Instructions for the task: In the records below, find the line containing "with curly hair in the photograph above."; copy exactly that line and all lines after it to the end, and nothing else.

┌─ Data extract

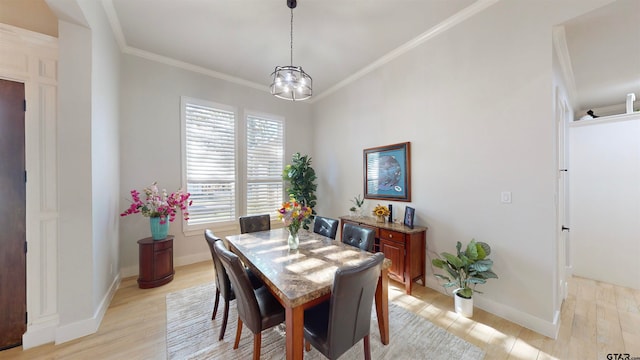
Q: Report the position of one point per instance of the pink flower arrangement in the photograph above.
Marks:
(159, 204)
(292, 213)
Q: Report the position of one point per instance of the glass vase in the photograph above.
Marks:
(293, 240)
(159, 231)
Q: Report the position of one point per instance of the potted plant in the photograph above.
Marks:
(358, 202)
(161, 208)
(301, 178)
(464, 271)
(380, 212)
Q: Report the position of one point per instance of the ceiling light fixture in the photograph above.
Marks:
(291, 82)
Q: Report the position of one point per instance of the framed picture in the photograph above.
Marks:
(409, 214)
(387, 172)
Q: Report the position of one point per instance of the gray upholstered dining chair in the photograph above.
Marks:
(325, 226)
(254, 223)
(223, 285)
(336, 325)
(358, 236)
(257, 308)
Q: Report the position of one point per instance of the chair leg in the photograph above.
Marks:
(238, 333)
(215, 304)
(257, 342)
(225, 317)
(367, 348)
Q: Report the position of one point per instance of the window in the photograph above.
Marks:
(265, 150)
(230, 167)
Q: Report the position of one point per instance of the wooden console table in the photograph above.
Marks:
(156, 262)
(405, 247)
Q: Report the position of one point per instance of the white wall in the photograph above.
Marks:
(74, 154)
(605, 199)
(477, 105)
(105, 95)
(88, 166)
(150, 141)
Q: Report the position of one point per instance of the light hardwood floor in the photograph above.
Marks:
(597, 319)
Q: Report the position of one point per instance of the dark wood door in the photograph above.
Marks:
(13, 280)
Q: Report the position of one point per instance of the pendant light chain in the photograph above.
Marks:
(291, 37)
(291, 82)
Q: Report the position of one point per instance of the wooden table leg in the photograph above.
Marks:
(294, 319)
(382, 305)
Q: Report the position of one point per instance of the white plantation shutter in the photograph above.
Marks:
(210, 149)
(265, 152)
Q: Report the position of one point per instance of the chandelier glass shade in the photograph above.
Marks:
(291, 82)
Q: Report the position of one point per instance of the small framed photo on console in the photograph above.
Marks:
(409, 214)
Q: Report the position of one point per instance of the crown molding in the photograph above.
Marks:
(116, 28)
(564, 59)
(450, 22)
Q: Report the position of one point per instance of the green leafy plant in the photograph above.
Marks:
(467, 269)
(301, 178)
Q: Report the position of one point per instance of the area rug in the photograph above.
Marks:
(191, 334)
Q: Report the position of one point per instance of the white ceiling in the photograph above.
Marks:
(243, 40)
(604, 46)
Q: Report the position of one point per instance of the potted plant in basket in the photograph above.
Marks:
(464, 271)
(161, 208)
(302, 183)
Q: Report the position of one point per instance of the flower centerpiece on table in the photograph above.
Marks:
(293, 214)
(158, 204)
(381, 212)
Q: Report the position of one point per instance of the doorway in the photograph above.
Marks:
(563, 260)
(13, 294)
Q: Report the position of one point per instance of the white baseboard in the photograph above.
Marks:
(87, 326)
(541, 326)
(192, 259)
(43, 332)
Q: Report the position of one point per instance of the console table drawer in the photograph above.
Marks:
(392, 235)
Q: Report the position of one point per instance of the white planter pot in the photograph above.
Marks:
(463, 306)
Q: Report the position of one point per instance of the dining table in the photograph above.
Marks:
(303, 278)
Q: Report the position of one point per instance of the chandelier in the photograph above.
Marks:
(291, 82)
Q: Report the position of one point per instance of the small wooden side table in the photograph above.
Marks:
(156, 262)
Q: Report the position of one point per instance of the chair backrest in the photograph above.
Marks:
(254, 223)
(222, 279)
(325, 226)
(351, 299)
(246, 302)
(358, 236)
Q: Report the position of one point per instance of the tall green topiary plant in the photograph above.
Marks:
(301, 178)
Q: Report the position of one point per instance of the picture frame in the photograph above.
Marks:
(409, 215)
(387, 172)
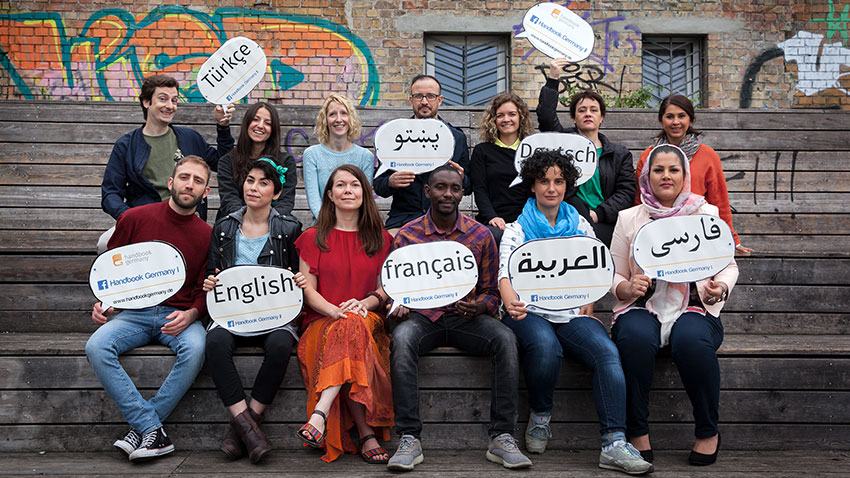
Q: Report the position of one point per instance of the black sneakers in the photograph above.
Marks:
(155, 443)
(129, 443)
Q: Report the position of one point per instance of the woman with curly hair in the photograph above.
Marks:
(505, 123)
(259, 137)
(543, 336)
(337, 125)
(344, 347)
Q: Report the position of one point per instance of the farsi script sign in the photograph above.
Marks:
(684, 248)
(561, 273)
(138, 275)
(232, 71)
(556, 31)
(250, 299)
(415, 145)
(582, 150)
(429, 275)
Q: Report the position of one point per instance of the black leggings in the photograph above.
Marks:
(277, 346)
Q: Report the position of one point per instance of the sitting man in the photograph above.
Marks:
(468, 324)
(141, 160)
(173, 323)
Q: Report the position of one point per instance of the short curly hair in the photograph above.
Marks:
(536, 165)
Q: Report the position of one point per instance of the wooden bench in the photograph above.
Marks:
(785, 360)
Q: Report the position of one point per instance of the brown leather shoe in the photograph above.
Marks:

└─

Answer to this exercise:
Q: Report the position of one point per instance of the woman with curly hair in the photograph above.
Marks:
(505, 123)
(259, 137)
(543, 336)
(337, 125)
(344, 347)
Q: Report the position of one point per instance of the farsi script sign in the photograph above.
Marks:
(684, 248)
(561, 273)
(138, 275)
(232, 71)
(556, 31)
(250, 299)
(415, 145)
(582, 150)
(429, 275)
Q: Report the position of one point per instance of the black leggings in the photograph above.
Marks:
(277, 346)
Q: Report the position of one point per instance of the sitting man in the photograph above.
Marks:
(468, 324)
(141, 160)
(173, 323)
Q: Report the position of one point per instance of the short curly hair in the photograph above.
Marks:
(536, 165)
Q: Report the position of one point per instance of the wooden bench in the photograph above.
Marks:
(785, 360)
Q: Report the position of one point per instance of the brown leather shoe in the photograph above.
Marks:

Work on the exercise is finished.